REQUIRED WORK: Write the records out again exactly, leaving no images in.

TASK INPUT:
┏━━

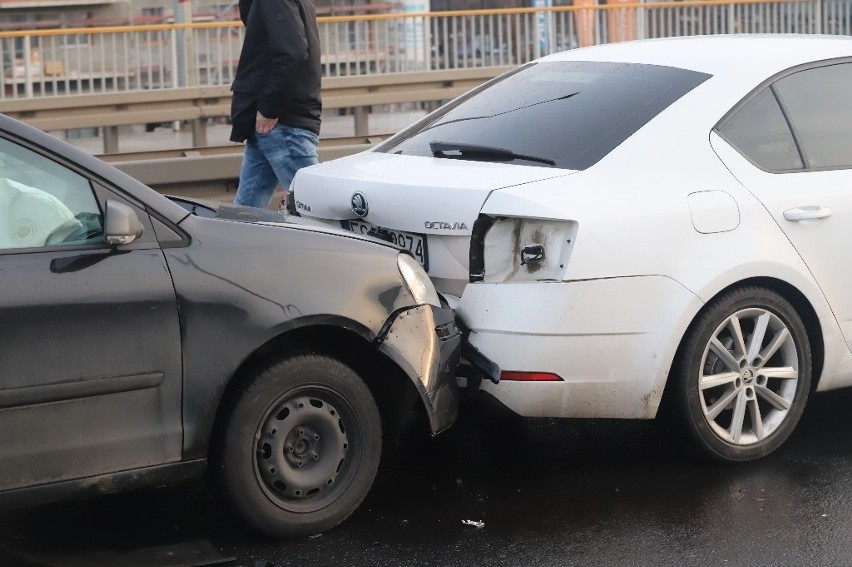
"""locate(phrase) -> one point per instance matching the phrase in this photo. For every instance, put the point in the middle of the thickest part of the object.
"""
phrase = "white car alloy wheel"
(743, 375)
(748, 377)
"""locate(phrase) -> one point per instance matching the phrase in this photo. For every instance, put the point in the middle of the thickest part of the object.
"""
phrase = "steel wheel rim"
(749, 376)
(305, 453)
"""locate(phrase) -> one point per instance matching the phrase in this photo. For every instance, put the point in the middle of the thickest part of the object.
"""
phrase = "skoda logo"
(359, 205)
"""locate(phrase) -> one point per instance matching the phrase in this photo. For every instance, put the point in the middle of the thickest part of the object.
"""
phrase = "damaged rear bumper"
(425, 342)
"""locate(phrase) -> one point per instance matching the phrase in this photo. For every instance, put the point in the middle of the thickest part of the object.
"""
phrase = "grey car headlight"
(417, 280)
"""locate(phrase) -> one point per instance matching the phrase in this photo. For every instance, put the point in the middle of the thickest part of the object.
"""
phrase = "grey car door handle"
(810, 212)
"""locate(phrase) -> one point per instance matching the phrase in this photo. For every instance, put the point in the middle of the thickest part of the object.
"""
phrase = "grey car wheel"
(298, 448)
(743, 375)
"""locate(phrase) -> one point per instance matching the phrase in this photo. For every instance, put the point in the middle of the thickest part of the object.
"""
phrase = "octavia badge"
(359, 205)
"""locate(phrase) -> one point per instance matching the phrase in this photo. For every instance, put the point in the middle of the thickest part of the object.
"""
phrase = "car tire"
(742, 376)
(298, 448)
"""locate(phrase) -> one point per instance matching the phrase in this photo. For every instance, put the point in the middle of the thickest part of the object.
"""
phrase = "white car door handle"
(810, 212)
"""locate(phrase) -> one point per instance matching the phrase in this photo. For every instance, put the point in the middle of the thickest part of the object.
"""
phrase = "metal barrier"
(212, 172)
(154, 57)
(197, 104)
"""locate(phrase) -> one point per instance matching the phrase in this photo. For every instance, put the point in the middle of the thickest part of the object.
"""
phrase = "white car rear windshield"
(565, 114)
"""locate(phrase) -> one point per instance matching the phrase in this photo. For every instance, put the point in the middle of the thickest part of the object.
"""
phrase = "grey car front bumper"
(425, 342)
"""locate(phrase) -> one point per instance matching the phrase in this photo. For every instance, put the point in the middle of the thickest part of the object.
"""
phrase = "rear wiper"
(476, 152)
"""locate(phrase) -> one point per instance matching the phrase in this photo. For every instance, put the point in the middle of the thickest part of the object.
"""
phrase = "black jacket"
(279, 69)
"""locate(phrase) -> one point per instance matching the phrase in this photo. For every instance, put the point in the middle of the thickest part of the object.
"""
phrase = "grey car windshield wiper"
(476, 152)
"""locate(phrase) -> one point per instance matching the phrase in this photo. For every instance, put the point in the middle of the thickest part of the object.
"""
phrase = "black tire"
(751, 404)
(297, 449)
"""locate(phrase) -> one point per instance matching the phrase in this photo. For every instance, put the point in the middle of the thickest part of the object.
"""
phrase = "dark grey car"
(144, 339)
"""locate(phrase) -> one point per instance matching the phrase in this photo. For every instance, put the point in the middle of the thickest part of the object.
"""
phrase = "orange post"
(585, 23)
(621, 22)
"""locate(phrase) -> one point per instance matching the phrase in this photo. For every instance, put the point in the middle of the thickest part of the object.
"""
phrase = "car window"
(817, 101)
(566, 114)
(760, 132)
(43, 203)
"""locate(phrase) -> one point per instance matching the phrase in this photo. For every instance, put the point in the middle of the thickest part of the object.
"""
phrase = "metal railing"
(198, 104)
(118, 59)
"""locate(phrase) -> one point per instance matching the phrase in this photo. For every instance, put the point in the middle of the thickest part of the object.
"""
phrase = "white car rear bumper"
(611, 340)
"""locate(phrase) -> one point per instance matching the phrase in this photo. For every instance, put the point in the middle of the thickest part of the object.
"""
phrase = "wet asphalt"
(549, 493)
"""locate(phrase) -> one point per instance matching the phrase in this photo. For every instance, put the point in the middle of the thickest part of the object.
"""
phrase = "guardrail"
(197, 104)
(154, 57)
(212, 172)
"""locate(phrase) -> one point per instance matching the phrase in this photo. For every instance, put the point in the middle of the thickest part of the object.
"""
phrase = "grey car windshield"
(566, 114)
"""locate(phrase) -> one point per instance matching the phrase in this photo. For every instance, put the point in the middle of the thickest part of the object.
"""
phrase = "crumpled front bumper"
(425, 342)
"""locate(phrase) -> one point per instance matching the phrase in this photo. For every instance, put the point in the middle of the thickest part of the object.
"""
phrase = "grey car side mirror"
(122, 224)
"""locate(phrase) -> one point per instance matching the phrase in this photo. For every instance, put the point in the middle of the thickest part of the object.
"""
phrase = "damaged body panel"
(424, 341)
(153, 338)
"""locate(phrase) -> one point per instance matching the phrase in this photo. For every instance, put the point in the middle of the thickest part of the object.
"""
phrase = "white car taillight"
(507, 249)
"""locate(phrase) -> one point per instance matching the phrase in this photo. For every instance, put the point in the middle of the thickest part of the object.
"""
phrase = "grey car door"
(90, 360)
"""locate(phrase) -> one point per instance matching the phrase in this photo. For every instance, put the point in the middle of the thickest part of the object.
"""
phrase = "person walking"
(276, 103)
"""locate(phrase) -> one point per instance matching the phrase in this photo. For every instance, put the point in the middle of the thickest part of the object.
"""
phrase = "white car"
(635, 227)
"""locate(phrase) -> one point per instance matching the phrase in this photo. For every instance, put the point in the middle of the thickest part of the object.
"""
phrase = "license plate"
(412, 242)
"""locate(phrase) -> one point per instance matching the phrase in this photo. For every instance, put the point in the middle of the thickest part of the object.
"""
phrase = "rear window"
(566, 114)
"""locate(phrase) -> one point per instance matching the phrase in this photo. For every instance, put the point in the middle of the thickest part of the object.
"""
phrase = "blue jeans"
(272, 159)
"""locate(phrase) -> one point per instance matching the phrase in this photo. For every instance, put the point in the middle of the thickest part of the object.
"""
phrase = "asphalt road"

┗━━

EXPECTED OUTPUT:
"""locate(phrase) -> one point per instance matching the phrase in this photo. For every instance, put the point in the middle of the thickest part of the object.
"""
phrase = "white car alloy wheel"
(743, 375)
(748, 377)
"""locate(phrase) -> one point per instance matching the phrase in this photo. For every instance, put the point in the middle of the thickest part of the object.
"""
phrase = "steel wheel rim"
(749, 376)
(305, 453)
"""locate(phrase) -> one point per instance matching the phrase in this photo. For every instance, put the point in the middle of the thickest part of the object.
"""
phrase = "skoda logo"
(359, 205)
"""locate(phrase) -> one point per instance matching the phrase in this photo. For every instance, put the point in the middle of the thickest part of the object.
"""
phrase = "damaged rear bumper"
(425, 342)
"""locate(phrase) -> one point per instance matching the phrase in this photo. For every instance, put the point in the middle of the thickest part of the object.
"""
phrase = "grey car headlight"
(417, 280)
"""locate(phrase) -> one point per instance matching the phrase in this photo. For every instance, put the point in the middle of the thickest part of the object.
"""
phrase = "grey car door handle"
(810, 212)
"""locate(phrase) -> one point per instance matching the phrase in this photo. For every instance, put the point in the middle of the thickest part of the object.
"""
phrase = "grey car wheel"
(298, 448)
(743, 375)
"""locate(phrase) -> one point per instance matching the phrase in this photo. For every instance, put the point in the middle of the thickest part of the object.
"""
phrase = "octavia badge"
(359, 205)
"""locate(phrase) -> one point per instance matching the phrase in this photo. For every instance, put the point in the middle of the thickest part of the object.
"""
phrase = "car tire"
(742, 376)
(298, 448)
"""locate(phrase) -> one point per instance matching the phrase in this photo. For every instance, put the point in the middle of the thickest part of the object.
"""
phrase = "white car door handle"
(810, 212)
"""locate(phrase) -> one point per instance matching the phrase in this photo. For every instance, put the point in the middle of the thickest part of the object.
"""
phrase = "metal barrier"
(212, 172)
(154, 57)
(197, 104)
"""locate(phrase) -> one point per instance matching the phrase in this photo. For every instance, put the point in the middle of the thickest part of the object.
"""
phrase = "white car rear windshield"
(565, 114)
"""locate(phrase) -> one point per instance matching the phrase in this photo. For every instance, put the point in the middle of the thickest part of the object.
"""
phrase = "grey car front bumper"
(425, 342)
"""locate(phrase) -> one point per instance matching the phrase in this photo. For every instance, put the point in the middle of the thickest part of the object.
"""
phrase = "rear wiper"
(476, 152)
"""locate(phrase) -> one point per instance matching the phrase in this photo. For every instance, put the point in the middle of the thickest part of the object.
"""
phrase = "black jacket"
(279, 69)
"""locate(phrase) -> one point per instance matching the phrase in this photo. For every instance, put the point in the middle of the thickest part of the object.
"""
phrase = "grey car windshield wiper"
(476, 152)
"""locate(phrase) -> one point per instance matching the phrase in this photo. For every instance, put the point in the middle of the thickest part of the object.
"""
phrase = "black tire"
(751, 404)
(297, 449)
"""locate(phrase) -> one point per instance matching the phrase in this photo. For every instance, put the point in the middle of the thickest part of the object.
"""
phrase = "dark grey car"
(144, 339)
"""locate(phrase) -> one point per instance matching the phrase in this photo. For every instance, put the point in the middle of the thickest part of the object.
"""
phrase = "orange post"
(585, 23)
(621, 22)
"""locate(phrase) -> one point per instance matching the phrase in this photo. For every instance, put the point in the middle of the thickest part of the object.
"""
phrase = "car window"
(817, 101)
(566, 114)
(760, 132)
(43, 203)
"""locate(phrase) -> one point per instance matching the phrase in this photo. For every instance, put the point in the middle of the thickest part of the object.
"""
phrase = "metal railing"
(198, 104)
(118, 59)
"""locate(phrase) -> one point per instance matching the phrase in this photo. For every instance, put the point in the middle of the thickest part of the object.
"""
phrase = "white car rear bumper"
(611, 340)
"""locate(phrase) -> one point per instance matching the phrase in this photo. For every instance, put the point in the middle of the thickest part of the object.
"""
phrase = "wet asphalt"
(549, 493)
"""locate(phrase) -> one point per instance matching the phrase in this photo. For every instance, put the point in the middle of the thickest part of the object.
"""
phrase = "guardrail"
(197, 104)
(154, 57)
(212, 172)
"""locate(phrase) -> one point per instance matching the phrase in this photo. For every instance, put the point in the middle of the thickest part of the object.
"""
phrase = "grey car windshield"
(566, 114)
"""locate(phrase) -> one point per instance matching the phrase in this photo. For every instance, put the point in the middle of the thickest part of the object.
"""
phrase = "crumpled front bumper"
(425, 342)
"""locate(phrase) -> one point per instance matching the phrase in this photo. For every instance, put the point in the middle of the thickest part of the object.
"""
phrase = "grey car side mirror"
(122, 224)
"""locate(phrase) -> one point per instance matching the phrase in this photo. For every instance, put the point in the middle of the thickest part of the object.
"""
phrase = "damaged body panel"
(424, 341)
(153, 338)
"""locate(phrase) -> one point per instance matching the phrase in this photo. For every instance, put the point in the middle of the thickest part of the object.
"""
phrase = "white car taillight"
(507, 249)
"""locate(phrase) -> one point per instance matching the phrase in this photo. For every instance, put the point in the middle of the thickest part of the object.
"""
phrase = "grey car door"
(90, 360)
"""locate(phrase) -> one point per instance matching the phrase in this photo. For every instance, put the point in the middle of the thickest part of the object.
"""
phrase = "person walking"
(276, 103)
"""locate(phrase) -> one point per instance matching the phrase in this photo. For every instance, put the point in the middle of the thickest part of the object.
"""
phrase = "white car"
(635, 227)
"""locate(phrase) -> one point per instance matching the phrase in this photo. For every instance, put the point in the middle of the thickest part of the object.
"""
phrase = "license plate"
(412, 242)
"""locate(phrase) -> one point per instance matching the phrase in this photo. For every instance, put the point in the middle of the thickest part of the object.
"""
phrase = "rear window"
(566, 114)
"""locate(phrase) -> one point per instance matching the phrase in this photo. For every instance, put the point in the middle of the thickest part of the object.
"""
phrase = "blue jeans"
(272, 159)
"""locate(phrase) -> one point per instance matching the phrase in this photo. For every instance, put the point in the middle of the thickest part of the object.
"""
phrase = "asphalt road"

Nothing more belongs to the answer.